> _Selected passage_:
▼▼▼

The growing need to track and locate the different resources on a construction site has led to the development of many space planning methodologies over the years. This research aims to develop a model that accurately captures the progress of construction operations, enabling linear planning and streamlining project site monitoring. The aim is to enhance scheduling methods for planning building construction projects by proposing and categorizing standardized artifacts for dynamic utilization of construction space, thereby improving the optimization of the operations.

2 Background and justification

The management of available space on a construction site directly affects a project duration, costs, and safety (Mawdesley, Al-jibouri, and Yang, 2002). However, this discipline is often underestimated by project managers (Guo, 2002) and remains a rather difficult and unfamiliar exercise for managers. Moreover, spaces are dynamic and evolve over time according to the various phases of the project (Francis and Morin-Pepin, 2017), making each construction project unique. Therefore, it is difficult to establish a universal method for managing spaces (Mawdesley, Al-jibouri, and Yang, 2002).

This is why the management of space on the site is left to the discretion of the project manager and his superintendent (Akinci and Fischer, 2000). The latter is poorly equipped and tries to resolve space use conflicts by direct negotiation on the site in response to specialized contractors’ and suppliers’ space needs. This mode of operation regularly results in unnecessary movement of materials, equipment, and workers, increasing the risk of accidents and injuries and contributing to lost time and productivity as well as conflict. Francis (2015) stressed that what is not modeled cannot be managed properly, and any model must allow to identify the sources of problems and even be able to anticipate them.

▲▲▲

> _Given records_:
▼▼▼

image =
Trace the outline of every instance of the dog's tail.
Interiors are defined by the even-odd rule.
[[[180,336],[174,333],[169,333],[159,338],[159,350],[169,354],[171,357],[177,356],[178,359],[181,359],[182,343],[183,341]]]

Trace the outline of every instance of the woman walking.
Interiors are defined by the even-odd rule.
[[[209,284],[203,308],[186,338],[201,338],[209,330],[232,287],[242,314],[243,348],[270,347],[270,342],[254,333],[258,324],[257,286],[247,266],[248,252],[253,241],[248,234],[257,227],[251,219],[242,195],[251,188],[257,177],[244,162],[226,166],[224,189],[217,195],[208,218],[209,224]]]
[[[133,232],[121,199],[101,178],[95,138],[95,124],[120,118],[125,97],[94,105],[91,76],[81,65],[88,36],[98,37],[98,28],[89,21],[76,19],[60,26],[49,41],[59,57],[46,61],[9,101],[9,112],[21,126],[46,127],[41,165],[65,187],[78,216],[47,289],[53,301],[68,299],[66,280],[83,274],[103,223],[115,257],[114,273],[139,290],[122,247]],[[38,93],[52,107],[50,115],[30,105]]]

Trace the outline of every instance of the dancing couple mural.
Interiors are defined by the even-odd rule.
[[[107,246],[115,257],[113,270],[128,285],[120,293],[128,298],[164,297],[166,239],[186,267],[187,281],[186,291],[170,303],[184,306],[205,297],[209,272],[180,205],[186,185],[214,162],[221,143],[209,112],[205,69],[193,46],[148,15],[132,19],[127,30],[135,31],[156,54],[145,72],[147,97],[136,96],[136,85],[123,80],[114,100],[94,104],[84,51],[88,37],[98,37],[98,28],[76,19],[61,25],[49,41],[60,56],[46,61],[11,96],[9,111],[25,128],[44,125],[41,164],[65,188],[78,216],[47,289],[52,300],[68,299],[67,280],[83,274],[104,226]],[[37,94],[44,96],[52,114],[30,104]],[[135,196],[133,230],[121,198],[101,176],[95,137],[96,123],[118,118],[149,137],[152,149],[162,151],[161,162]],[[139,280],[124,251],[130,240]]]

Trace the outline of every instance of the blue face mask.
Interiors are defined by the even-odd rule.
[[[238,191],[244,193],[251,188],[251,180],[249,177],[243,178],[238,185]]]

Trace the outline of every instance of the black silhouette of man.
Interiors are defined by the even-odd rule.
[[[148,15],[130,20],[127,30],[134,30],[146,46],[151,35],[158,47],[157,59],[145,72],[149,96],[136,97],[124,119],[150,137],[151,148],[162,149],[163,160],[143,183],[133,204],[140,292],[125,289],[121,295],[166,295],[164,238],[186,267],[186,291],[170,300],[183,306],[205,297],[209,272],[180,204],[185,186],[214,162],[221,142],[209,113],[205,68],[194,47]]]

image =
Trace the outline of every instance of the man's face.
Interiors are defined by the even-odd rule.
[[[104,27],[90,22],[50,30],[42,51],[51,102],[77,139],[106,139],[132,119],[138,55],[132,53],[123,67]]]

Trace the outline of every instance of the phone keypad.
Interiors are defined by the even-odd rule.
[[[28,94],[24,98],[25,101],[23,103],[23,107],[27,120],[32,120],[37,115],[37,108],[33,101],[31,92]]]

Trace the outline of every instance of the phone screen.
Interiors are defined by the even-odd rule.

▲▲▲

> _Jobs_:
**A.** List each distinct source that the passage on construction site space cites, giving the authors and year of each.
**B.** Reproduce the passage on construction site space from "The management of available" to "spaces (Mawdesley, Al-jibouri, and Yang, 2002).".
**C.** According to the passage on construction site space, to whose discretion is the management of space on the site left?

> _Set of answers_:
**A.**
- Mawdesley, Al-jibouri, and Yang (2002)
- Guo (2002)
- Francis and Morin-Pepin (2017)
- Akinci and Fischer (2000)
- Francis (2015)

**B.**
The management of available space on a construction site directly affects a project duration, costs, and safety (Mawdesley, Al-jibouri, and Yang, 2002). However, this discipline is often underestimated by project managers (Guo, 2002) and remains a rather difficult and unfamiliar exercise for managers. Moreover, spaces are dynamic and evolve over time according to the various phases of the project (Francis and Morin-Pepin, 2017), making each construction project unique. Therefore, it is difficult to establish a universal method for managing spaces (Mawdesley, Al-jibouri, and Yang, 2002).

**C.** It is left to the discretion of the project manager and his superintendent.